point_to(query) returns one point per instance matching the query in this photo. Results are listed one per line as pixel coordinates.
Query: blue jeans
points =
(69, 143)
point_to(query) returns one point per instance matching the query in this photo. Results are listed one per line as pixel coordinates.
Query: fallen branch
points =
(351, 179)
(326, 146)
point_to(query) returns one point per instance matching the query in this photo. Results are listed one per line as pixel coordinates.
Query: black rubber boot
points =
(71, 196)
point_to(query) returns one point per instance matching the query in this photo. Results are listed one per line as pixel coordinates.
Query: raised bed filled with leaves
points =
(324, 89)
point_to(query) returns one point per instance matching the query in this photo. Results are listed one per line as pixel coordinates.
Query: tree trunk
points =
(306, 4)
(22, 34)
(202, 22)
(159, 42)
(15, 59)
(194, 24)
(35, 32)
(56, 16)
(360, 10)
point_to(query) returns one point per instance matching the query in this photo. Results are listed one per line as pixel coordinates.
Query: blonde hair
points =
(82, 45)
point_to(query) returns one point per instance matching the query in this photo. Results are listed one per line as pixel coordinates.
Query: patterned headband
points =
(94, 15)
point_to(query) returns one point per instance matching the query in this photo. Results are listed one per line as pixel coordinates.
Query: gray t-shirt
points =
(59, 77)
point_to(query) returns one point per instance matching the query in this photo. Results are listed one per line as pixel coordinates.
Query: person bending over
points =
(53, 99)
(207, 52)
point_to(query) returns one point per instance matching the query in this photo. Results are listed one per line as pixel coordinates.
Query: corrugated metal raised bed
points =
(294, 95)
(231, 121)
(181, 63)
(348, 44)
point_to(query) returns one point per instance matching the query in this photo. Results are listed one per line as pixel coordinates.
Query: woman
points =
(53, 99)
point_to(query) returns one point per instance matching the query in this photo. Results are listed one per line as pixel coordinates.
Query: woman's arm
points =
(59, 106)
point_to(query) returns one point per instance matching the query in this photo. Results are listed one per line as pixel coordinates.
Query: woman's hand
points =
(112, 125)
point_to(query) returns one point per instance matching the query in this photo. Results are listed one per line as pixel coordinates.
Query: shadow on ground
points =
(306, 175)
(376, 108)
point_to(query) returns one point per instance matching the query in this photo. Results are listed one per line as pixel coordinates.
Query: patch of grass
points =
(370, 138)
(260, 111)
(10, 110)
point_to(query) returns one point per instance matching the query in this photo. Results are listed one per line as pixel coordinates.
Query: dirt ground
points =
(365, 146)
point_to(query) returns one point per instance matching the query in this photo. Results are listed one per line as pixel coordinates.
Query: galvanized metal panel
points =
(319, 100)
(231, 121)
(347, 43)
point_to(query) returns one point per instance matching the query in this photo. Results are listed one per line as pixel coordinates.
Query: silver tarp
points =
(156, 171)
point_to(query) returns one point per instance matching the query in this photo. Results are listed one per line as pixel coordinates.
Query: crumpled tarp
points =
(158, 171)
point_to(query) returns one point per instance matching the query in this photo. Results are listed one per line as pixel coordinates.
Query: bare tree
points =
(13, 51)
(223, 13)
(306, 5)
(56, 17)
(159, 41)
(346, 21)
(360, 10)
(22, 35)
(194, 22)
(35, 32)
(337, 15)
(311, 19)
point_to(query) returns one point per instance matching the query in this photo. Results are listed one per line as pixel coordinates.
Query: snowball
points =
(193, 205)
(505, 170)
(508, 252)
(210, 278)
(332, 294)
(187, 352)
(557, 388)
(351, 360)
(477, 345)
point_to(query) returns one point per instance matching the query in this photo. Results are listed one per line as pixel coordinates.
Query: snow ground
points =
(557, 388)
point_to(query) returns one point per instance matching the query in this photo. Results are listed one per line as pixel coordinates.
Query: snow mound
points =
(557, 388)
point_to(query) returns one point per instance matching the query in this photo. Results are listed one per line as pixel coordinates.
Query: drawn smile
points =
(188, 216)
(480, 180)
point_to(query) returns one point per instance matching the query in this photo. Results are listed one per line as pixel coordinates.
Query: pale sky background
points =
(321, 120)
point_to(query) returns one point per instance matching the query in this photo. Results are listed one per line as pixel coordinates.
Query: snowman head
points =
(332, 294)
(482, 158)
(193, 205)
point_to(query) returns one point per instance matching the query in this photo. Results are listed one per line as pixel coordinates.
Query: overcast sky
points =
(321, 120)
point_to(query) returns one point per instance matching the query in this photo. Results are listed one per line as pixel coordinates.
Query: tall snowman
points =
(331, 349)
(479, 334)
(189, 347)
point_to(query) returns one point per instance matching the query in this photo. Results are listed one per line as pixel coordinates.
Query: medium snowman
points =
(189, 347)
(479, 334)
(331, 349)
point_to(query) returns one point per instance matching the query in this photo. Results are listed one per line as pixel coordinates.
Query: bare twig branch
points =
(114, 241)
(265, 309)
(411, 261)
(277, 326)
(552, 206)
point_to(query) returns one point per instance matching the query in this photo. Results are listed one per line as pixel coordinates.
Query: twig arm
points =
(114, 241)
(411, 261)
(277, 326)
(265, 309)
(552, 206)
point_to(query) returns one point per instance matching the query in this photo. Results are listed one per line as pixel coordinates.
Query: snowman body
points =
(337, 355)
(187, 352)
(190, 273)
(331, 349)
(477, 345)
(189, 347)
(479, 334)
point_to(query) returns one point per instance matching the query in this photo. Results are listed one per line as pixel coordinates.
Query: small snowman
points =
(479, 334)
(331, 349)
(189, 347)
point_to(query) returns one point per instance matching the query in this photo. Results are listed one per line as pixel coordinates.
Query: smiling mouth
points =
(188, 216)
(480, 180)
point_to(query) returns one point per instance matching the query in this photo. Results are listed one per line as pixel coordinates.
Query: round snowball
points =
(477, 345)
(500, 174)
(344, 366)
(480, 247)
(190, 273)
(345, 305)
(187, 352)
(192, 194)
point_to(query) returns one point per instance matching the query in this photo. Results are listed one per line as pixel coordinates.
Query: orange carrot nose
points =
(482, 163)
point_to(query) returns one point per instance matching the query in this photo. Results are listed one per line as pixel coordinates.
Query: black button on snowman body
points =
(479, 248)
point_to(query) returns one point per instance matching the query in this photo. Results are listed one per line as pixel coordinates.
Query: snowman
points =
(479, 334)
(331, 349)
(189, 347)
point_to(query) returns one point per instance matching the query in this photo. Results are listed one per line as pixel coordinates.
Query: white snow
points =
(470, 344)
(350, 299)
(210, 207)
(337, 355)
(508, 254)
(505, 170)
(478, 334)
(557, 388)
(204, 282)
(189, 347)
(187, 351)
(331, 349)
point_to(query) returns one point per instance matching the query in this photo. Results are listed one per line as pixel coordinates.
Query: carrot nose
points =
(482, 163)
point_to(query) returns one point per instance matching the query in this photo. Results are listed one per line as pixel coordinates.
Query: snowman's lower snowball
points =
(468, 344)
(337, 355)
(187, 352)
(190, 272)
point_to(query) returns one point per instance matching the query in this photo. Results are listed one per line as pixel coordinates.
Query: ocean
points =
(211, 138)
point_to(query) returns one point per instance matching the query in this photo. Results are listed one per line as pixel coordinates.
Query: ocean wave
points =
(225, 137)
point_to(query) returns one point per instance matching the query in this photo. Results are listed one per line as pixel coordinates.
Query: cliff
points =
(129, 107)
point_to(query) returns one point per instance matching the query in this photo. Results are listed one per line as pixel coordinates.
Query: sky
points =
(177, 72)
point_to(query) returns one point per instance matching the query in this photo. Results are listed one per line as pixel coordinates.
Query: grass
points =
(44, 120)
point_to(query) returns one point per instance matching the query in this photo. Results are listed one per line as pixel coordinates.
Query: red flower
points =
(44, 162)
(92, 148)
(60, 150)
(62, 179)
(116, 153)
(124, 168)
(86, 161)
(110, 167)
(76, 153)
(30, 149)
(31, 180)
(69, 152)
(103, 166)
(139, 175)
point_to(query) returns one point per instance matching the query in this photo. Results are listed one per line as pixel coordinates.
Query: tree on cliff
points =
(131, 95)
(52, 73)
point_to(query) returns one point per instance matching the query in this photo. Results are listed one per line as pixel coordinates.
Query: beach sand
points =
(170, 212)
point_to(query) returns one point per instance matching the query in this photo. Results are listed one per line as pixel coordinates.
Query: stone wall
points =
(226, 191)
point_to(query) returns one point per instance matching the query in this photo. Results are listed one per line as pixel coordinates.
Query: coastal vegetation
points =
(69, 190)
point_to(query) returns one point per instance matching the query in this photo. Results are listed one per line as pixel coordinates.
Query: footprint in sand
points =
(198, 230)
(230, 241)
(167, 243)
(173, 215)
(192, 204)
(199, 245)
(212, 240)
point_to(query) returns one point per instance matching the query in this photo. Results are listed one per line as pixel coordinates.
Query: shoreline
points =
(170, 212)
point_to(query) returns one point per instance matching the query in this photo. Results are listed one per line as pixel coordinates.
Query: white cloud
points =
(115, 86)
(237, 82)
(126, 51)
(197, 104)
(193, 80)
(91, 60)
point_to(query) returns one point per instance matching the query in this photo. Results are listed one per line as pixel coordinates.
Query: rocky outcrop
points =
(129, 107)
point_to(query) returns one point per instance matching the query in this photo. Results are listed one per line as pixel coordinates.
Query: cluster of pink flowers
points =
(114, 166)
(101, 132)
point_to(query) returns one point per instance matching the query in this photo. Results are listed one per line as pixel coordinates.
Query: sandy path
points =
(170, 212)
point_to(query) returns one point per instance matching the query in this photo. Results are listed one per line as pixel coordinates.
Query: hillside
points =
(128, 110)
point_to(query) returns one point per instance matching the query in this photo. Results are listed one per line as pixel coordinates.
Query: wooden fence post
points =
◆ ◆ ◆ ◆ ◆ ◆ ◆
◆ Activity
Look for the string "woman" in the listing above and copy every line holding it.

◆ Output below
Query: woman
Query: woman's arm
Query: woman's hand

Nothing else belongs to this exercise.